Text segment:
## Begin

In my opinion, Flach’s statement regarding the role of the term $({X^TX})^{-1}$ is fuzzy and should be restated for clarity. It seems a reference to the Mahalanobis’ distance, as @doubled properly pointed out, but I was unable to follow his reasoning, as I remarked in the comments section of his answer.
I never had a formal training in mathematics, which maybe explains the trouble I am experiencing to grasp @doubled’s answer, but after a while I have got the rationale behind Flach’s statement. Now it is clear to me that Flach resorts to the reader’s intuition to introduce subjects that actually require some math background, which is essentially good but has a side effect: those who have more than zero background in Mathematics struggle to understand his reasoning given that it is based almost exclusively on inspection instead of a formal mathematical derivation. In a nutshell, I concluded that it was not I that failed to get Flach's point, but he that failed to demonstrate it clearly. Anyway, that is a minor issue in his book, which is sound and comprehensive. Given that a few people up voted my question, I felt it was convenient post my conclusions here, as follows.

## End

Listed records:
## Begin

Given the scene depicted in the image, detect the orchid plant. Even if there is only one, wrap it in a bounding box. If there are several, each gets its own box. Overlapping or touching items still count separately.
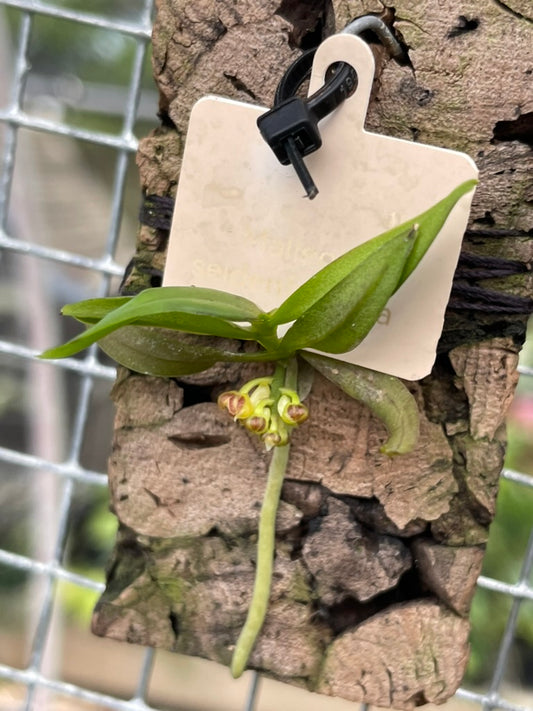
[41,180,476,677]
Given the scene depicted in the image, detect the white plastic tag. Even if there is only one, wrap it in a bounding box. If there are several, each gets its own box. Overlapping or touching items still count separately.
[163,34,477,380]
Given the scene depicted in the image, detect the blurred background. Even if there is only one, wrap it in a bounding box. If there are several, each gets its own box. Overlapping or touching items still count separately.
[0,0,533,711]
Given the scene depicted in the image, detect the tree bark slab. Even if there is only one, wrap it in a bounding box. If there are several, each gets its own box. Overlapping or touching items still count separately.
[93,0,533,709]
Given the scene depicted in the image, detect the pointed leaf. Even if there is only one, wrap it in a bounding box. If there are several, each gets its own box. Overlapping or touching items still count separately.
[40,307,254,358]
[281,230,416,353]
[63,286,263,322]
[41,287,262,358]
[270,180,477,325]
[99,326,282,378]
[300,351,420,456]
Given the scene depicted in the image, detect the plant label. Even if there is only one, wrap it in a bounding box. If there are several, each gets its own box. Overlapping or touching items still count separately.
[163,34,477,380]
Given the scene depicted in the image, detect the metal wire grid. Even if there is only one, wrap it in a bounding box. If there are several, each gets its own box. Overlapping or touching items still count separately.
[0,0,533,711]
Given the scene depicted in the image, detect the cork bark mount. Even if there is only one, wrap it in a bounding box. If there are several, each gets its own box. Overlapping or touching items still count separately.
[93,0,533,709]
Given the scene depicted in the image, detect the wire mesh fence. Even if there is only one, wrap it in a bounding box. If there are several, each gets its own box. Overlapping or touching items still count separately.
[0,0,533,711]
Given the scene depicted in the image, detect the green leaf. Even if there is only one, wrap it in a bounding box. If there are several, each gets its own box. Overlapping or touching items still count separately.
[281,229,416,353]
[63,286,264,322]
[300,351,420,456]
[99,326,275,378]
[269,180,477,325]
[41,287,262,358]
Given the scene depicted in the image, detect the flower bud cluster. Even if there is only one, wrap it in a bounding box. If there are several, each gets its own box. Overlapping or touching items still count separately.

## End

Carry on the forum post about Flach's remark on the inverse term in linear regression, picking up right after its last sentence.

Result for this exercise:
Statement of the Problem
Claim: $({X^TX})^{-1}$ acts as a whitening transformation that decorrelates, centres and normalises the features $X$
Analysis: such a claim seems related to the definition of the Mahalanobis distance $M_D$, which employs the term $({X^TX})^{-1}$ in its formulation to normalize the values of distances calculated in a space characterized by non-spherical distributions. Centering consists in subtracting $\mathbb{E}X$ from $X$, which is not what $(X^TX)^{-1}$ does in the Mahalanobis’ formula. Decorrelating and normalizing a random variable is an algebraic procedure known as whitening and no whitening procedure I am aware of uses the term $(X^TX)^{-1}$. The so called Mahalanobis whitening is defined by the term $(X^TX)^{-\frac{1}{2}}$, which can be derived from $M_D$.
Proof: The reasoning proceeds in four steps: (1) the whitening procedures is succinctly described, (2) some remarks and assumptions are made, (3) the Mahalanobis’ is scrutinized, and (4) it is shown that the normal equations lead to a certain “hat matrix” that implicitly refer to a whitening procedure known as Mahalanobis whitening. With that, I show what Flach really meant and put his (bold) statement in perspective: no, $({X^TX})^{-1}$ is not a whitening transformation.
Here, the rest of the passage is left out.